Agence France-Presse Irakli Metreveli – Mr. Prime Minister, do you believe in lasting peace with Azerbaijan?

Prime Minister Nikol Pashinyan – If I didn’t believe, there would be no point in taking part in the negotiations at all, but believing does not mean that the result is guaranteed, because, understandably, it depends not only on me, naturally, it depends also on the positions of the President of Azerbaijan, let alone that we are not generally negotiating in a vacuum. There is an international situation, there is a geopolitical situation, there is a humanitarian situation, there are various human factors, which may emerge at any point and time. Everything influences the process, but of course, the greatest impact on the process have the direct negotiators, I mean, the President of Azerbaijan and myself.

Agence France-Presse Irakli Metreveli - What can you personally do in negotiations with President Aliyev in order to guarantee the dignity of the Armenians living in Karabakh, what keys do you have to determine the outcome of negotiations?

Prime Minister Nikol Pashinyan – You know, generally the conditions are very important. If we just step aside from the substance of the negotiations, because for an impartial observer of what’s happening in the negotiations room, one might think that in principle, everything is fine, that there is really nothing extraordinary happening, but then, after that, we need to come back and observe the actions and statements that are being made. The most important thing, which in my opinion impedes the progress of the talks, is Azerbaijan’s continued aggressive rhetoric, hate speech towards Armenians and anything that is Armenian, hate actions, and of course, the policy of revenge in relation to Armenians of Nagorno Karabakh and obviously, the policy of ethnic cleansing.

Look at the situation that we now have in Nagorno Karabakh. We have a humanitarian crisis there. When we say humanitarian crisis, for many people it may seem like a political term or a headline for news, but let’s delve into its substance. It means, for instance, absence of essential goods, there is no vegetable oil in Nagorno Karabakh, no sugar, there are no hygiene supplies, there is no butter, there aren’t several types of foodstuff. The people of Nagorno Karabakh are hard working people of course, and in this agricultural season some products are produced, but because of the absence of fuel, the delivery of the goods to the potential consumers is almost impossible. In Karabakh, there is a certain stock of grain, but because of the absence of fuel, it cannot be delivered to the flour mills, if in any way it is possible to deliver it to the flour mills, then it cannot be delivered to the bread bakeries because of absence of fuel, and if somehow it reaches the bakeries, it is impossible to bake the bread at industrial volumes because of the absence of electricity and fuel, but if it is somehow possible to bake it, then it is impossible to deliver it to the shops, and if somehow it is possible to deliver to the shops, people have transport limitations for reaching the shop to buy the bread, and if somehow they reach the shop to buy the bread, they do not have the required financial means to purchase the bread because they are deprived of employment.

** Data provided **

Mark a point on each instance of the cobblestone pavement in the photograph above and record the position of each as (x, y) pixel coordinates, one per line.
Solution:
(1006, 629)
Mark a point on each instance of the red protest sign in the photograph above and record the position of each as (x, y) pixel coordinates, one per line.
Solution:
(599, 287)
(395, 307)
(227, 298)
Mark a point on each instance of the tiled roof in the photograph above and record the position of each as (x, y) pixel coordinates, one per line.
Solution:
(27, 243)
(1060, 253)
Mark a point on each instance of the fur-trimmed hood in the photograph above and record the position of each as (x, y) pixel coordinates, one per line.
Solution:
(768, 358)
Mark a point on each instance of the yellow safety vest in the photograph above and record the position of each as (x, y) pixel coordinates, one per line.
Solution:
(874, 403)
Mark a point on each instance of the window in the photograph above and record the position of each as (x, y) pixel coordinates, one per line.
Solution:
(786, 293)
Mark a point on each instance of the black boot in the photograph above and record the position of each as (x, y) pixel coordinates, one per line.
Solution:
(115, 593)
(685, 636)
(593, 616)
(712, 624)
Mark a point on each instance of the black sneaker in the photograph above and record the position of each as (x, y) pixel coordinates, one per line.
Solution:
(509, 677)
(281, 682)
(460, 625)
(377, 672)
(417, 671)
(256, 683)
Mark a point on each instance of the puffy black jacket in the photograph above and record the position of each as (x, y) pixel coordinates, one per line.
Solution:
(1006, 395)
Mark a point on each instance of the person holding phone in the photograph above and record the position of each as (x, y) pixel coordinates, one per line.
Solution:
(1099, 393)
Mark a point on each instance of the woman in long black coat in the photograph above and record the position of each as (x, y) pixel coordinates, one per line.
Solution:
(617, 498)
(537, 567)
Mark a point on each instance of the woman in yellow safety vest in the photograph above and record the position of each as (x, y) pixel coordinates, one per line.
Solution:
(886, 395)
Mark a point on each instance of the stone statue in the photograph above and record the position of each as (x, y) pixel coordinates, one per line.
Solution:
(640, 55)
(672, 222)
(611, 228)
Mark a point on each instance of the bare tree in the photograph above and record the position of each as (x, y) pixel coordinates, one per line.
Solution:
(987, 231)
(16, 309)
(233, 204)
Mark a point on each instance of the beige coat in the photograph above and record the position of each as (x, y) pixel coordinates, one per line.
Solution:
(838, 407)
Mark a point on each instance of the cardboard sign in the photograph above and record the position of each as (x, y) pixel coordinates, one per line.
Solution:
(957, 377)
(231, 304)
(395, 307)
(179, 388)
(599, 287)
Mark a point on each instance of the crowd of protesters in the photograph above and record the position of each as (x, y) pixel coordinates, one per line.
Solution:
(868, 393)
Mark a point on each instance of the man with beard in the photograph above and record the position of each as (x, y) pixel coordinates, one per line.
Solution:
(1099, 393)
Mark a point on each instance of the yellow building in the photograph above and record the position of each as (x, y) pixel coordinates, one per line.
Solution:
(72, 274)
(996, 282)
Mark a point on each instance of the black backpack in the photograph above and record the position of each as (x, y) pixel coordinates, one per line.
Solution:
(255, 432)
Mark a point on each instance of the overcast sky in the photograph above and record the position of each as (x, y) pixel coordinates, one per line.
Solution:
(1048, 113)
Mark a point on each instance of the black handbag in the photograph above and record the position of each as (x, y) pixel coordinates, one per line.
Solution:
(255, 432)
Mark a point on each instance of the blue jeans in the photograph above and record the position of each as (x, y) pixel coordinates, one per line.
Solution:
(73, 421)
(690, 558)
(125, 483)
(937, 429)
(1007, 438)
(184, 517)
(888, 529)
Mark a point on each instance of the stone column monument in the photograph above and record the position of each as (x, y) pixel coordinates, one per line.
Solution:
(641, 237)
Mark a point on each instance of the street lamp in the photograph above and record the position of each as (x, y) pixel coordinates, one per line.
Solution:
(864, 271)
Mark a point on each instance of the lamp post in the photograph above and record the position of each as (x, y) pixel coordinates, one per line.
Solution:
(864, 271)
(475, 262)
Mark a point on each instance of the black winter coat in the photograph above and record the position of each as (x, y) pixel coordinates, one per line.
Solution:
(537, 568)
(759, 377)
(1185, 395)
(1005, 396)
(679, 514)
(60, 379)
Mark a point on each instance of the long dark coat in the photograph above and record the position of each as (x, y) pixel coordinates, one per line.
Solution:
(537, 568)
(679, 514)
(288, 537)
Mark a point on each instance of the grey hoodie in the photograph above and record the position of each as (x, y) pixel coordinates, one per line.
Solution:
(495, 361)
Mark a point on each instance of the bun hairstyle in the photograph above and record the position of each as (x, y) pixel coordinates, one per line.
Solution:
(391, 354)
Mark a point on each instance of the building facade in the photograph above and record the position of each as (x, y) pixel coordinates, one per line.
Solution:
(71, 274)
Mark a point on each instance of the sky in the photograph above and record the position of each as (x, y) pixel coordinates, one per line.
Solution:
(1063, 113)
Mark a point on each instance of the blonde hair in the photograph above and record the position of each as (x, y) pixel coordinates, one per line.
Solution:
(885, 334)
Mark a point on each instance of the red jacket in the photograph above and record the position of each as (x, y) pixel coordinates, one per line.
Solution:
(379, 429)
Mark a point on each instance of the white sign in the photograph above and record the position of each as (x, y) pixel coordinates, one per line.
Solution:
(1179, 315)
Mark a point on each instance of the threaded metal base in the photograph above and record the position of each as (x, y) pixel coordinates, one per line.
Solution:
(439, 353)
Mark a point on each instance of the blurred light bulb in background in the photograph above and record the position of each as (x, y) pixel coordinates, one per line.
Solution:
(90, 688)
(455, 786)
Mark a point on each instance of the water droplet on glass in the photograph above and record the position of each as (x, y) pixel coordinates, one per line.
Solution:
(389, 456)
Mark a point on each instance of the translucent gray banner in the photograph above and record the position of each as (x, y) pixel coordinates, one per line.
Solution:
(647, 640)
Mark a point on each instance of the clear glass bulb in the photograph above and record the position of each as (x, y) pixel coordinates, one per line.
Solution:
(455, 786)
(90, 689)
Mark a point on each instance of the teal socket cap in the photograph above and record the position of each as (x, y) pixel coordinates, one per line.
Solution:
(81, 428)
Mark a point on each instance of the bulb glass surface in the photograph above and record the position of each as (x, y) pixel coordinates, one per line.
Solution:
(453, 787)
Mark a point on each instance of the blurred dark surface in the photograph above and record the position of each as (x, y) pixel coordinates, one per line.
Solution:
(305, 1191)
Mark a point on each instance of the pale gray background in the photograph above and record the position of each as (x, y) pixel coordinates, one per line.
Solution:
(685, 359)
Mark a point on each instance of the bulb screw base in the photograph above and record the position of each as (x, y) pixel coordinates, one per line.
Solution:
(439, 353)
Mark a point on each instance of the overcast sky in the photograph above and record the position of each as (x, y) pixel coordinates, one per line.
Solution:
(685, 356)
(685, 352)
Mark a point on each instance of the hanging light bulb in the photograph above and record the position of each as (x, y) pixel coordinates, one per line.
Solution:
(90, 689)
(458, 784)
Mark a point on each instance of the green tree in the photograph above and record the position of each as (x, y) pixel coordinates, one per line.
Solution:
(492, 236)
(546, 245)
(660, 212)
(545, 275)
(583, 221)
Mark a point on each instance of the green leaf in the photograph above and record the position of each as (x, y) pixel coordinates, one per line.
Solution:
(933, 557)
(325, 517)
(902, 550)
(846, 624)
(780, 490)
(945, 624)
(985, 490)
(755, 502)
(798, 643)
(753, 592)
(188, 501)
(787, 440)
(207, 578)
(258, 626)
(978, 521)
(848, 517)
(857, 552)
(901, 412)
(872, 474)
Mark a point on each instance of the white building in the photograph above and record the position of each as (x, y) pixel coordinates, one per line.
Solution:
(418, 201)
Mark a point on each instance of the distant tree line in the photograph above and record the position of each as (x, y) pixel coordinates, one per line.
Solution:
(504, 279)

** Directions **
Answer these questions about the interview above:
(a) According to Pashinyan, who has the greatest impact on the negotiation process?
(b) What does he call the most important thing holding back progress in the talks?
(c) Which goods does he say are missing in Nagorno Karabakh?

** Written answer **
(a) The direct negotiators: the President of Azerbaijan and Pashinyan himself.
(b) Azerbaijan's continued aggressive rhetoric, hate speech and hate actions toward Armenians and anything Armenian, along with a policy of revenge against the Armenians of Nagorno Karabakh and a policy of ethnic cleansing.
(c) Vegetable oil, sugar, hygiene supplies, butter and several types of foodstuff.